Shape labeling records
##############################
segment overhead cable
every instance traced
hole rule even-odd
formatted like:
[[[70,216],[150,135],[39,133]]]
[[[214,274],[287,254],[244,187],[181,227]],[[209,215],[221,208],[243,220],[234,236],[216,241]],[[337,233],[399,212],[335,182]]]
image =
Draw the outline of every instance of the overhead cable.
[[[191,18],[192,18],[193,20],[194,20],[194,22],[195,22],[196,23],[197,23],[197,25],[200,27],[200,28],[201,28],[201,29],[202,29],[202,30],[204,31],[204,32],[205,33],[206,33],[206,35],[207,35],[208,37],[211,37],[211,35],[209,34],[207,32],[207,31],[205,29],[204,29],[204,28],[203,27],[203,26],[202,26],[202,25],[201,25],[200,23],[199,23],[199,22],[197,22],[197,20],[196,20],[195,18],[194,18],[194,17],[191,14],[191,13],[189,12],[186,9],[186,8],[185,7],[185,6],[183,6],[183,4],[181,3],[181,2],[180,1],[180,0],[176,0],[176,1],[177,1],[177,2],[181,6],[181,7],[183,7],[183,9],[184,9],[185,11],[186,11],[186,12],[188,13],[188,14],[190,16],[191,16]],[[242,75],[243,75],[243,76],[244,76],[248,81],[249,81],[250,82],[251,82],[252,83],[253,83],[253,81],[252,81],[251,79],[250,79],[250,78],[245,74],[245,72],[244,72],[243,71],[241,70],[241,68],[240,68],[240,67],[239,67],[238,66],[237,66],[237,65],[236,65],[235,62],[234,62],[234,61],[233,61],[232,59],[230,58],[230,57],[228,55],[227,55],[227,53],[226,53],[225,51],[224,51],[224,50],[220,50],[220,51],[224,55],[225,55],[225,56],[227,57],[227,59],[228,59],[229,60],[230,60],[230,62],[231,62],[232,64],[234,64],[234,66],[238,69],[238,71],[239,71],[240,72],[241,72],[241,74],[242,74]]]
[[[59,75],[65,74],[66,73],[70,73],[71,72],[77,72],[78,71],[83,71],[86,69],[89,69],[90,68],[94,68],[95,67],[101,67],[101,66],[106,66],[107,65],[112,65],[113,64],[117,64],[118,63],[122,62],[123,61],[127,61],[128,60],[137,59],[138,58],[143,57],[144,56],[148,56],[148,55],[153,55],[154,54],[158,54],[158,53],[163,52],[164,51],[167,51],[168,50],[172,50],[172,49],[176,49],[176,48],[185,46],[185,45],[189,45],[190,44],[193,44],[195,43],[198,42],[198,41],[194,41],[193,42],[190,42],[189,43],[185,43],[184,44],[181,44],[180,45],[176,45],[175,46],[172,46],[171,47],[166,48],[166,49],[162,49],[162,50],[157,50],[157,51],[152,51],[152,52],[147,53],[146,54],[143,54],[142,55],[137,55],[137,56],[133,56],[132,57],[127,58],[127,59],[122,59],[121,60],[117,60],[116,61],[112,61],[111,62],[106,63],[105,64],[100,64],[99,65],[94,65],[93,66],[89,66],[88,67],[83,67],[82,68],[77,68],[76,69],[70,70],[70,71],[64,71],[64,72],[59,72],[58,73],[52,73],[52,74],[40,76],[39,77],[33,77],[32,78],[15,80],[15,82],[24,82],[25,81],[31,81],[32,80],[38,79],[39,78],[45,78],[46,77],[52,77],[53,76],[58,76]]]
##############################
#### [TASK BRIEF]
Reproduce all of the material above character for character, keeping each line as it stands.

#### [WRITTEN ANSWER]
segment overhead cable
every instance traced
hole rule even-odd
formatted like:
[[[70,216],[150,135],[39,133]]]
[[[214,274],[287,254],[244,187],[181,227]],[[209,215],[221,208],[243,220],[234,236],[216,241]],[[337,233],[399,212],[335,182]]]
image =
Draw the outline of every instance of the overhead cable.
[[[191,18],[192,18],[193,20],[194,20],[194,22],[195,22],[196,23],[197,23],[197,25],[200,27],[200,28],[201,28],[201,29],[202,29],[202,30],[204,31],[204,32],[205,33],[206,33],[206,35],[207,35],[208,37],[211,37],[211,35],[209,34],[207,32],[207,31],[205,29],[204,29],[204,28],[203,27],[203,26],[202,26],[202,25],[201,25],[200,23],[199,23],[199,22],[197,22],[197,20],[196,20],[195,18],[194,18],[194,17],[191,14],[191,13],[189,12],[186,9],[186,8],[185,7],[185,6],[183,6],[183,4],[181,3],[181,2],[180,1],[180,0],[176,0],[176,1],[177,1],[177,2],[181,6],[181,7],[183,7],[183,9],[184,9],[185,11],[186,11],[186,12],[188,13],[188,14],[190,16],[191,16]],[[242,75],[243,75],[243,76],[244,76],[248,81],[249,81],[250,82],[251,82],[252,83],[253,83],[253,81],[252,81],[251,79],[250,79],[250,78],[245,74],[245,72],[244,72],[243,71],[241,70],[241,68],[240,68],[240,67],[239,67],[238,66],[237,66],[237,65],[236,65],[235,62],[234,62],[234,61],[233,61],[232,59],[230,58],[230,57],[228,55],[227,55],[227,53],[226,53],[225,51],[224,51],[224,50],[220,50],[220,51],[224,55],[225,55],[225,56],[227,57],[227,59],[228,59],[229,60],[230,60],[230,62],[231,62],[232,64],[234,64],[234,66],[238,69],[238,71],[239,71],[240,72],[241,72],[241,74],[242,74]]]
[[[59,75],[65,74],[66,73],[70,73],[71,72],[77,72],[78,71],[83,71],[86,69],[89,69],[90,68],[94,68],[95,67],[101,67],[101,66],[106,66],[107,65],[112,65],[113,64],[117,64],[118,63],[122,62],[123,61],[127,61],[128,60],[137,59],[138,58],[143,57],[144,56],[148,56],[148,55],[153,55],[154,54],[158,54],[158,53],[163,52],[164,51],[167,51],[168,50],[172,50],[172,49],[176,49],[176,48],[185,46],[185,45],[189,45],[190,44],[193,44],[195,43],[198,42],[198,41],[194,41],[193,42],[190,42],[189,43],[185,43],[184,44],[181,44],[180,45],[176,45],[175,46],[172,46],[171,47],[166,48],[166,49],[162,49],[162,50],[157,50],[157,51],[152,51],[152,52],[147,53],[146,54],[143,54],[142,55],[137,55],[137,56],[133,56],[132,57],[127,58],[127,59],[122,59],[121,60],[117,60],[116,61],[112,61],[111,62],[106,63],[105,64],[100,64],[99,65],[94,65],[93,66],[89,66],[88,67],[83,67],[82,68],[77,68],[76,69],[70,70],[70,71],[64,71],[64,72],[59,72],[58,73],[52,73],[52,74],[40,76],[39,77],[33,77],[32,78],[15,80],[15,82],[24,82],[25,81],[31,81],[32,80],[38,79],[39,78],[45,78],[46,77],[52,77],[53,76],[58,76]]]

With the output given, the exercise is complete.